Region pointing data

=== Section Start ===

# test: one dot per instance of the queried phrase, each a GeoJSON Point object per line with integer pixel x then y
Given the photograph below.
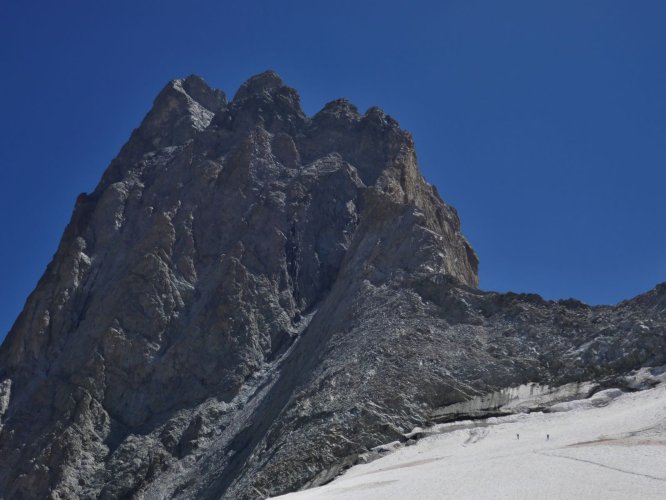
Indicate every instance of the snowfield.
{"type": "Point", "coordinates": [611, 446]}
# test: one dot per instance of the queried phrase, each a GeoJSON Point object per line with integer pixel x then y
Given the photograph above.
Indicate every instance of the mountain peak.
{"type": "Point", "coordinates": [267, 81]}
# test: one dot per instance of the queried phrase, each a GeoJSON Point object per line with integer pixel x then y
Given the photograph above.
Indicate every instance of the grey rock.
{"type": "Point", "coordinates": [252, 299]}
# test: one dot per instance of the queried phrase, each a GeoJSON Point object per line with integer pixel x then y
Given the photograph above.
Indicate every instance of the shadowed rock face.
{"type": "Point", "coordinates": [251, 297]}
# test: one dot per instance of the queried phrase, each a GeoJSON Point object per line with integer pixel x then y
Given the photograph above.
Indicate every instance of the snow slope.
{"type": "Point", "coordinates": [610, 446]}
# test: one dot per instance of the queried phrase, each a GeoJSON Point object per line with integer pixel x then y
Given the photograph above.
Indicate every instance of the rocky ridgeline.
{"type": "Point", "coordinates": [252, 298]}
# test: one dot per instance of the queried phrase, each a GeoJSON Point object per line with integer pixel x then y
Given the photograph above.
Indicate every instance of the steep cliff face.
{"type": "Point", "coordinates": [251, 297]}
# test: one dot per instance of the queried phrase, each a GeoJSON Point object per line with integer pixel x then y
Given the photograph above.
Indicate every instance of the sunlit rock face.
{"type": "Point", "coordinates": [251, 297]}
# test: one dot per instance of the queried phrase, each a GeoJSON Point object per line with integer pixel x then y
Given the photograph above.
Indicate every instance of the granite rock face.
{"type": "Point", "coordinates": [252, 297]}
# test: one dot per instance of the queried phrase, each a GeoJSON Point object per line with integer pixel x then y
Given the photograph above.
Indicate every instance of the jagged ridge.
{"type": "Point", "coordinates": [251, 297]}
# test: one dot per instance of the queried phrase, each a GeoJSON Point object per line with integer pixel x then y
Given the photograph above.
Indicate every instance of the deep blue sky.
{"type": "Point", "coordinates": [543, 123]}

=== Section End ===
=== Section Start ===

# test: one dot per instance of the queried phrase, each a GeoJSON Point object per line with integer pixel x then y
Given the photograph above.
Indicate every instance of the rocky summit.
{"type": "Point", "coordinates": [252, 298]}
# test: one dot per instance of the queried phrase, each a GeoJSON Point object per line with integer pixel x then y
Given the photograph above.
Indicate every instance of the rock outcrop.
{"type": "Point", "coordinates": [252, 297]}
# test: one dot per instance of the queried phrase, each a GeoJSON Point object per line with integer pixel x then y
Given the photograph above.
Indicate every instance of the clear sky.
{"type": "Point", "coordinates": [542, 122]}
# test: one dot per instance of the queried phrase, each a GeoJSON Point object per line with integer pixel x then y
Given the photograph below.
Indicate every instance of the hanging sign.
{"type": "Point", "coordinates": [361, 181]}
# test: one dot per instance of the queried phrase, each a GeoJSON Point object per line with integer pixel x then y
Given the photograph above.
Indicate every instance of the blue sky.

=== Section End ===
=== Section Start ===

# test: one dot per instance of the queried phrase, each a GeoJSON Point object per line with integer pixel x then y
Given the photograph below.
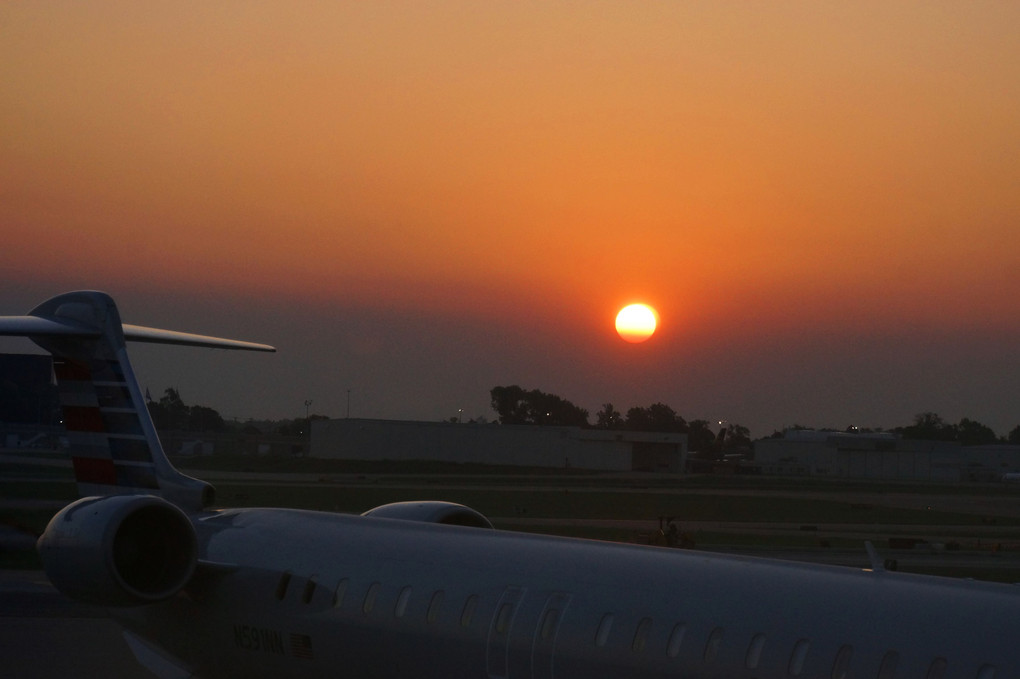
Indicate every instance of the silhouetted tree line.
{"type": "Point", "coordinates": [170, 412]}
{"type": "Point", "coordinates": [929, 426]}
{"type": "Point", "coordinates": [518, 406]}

=== Section End ===

Beginning with the line above that contains "Indicate every instance of the rock outcrop.", copy each line exactly up to and including the line that contains "Indicate every instance of the blue sky.", and go no further.

Indicate every instance of the rock outcrop.
{"type": "Point", "coordinates": [252, 297]}
# test: one dot per instance of the queried phrase, each a GeoJSON Point object per line with integer pixel x then y
Given the photograph above.
Indicate every instance of the clear sky.
{"type": "Point", "coordinates": [542, 122]}
# test: one dot per instance of the queried phrase, each a GeoJSON Point object per line with integer pixel x then y
Given the photograph below.
Indicate every instance of the hanging sign.
{"type": "Point", "coordinates": [361, 181]}
# test: one dot per instance of the queried phrase, each a GeoJSON Point object per line with integer pixel x then y
Given the photograph above.
Indicate every instance of the blue sky.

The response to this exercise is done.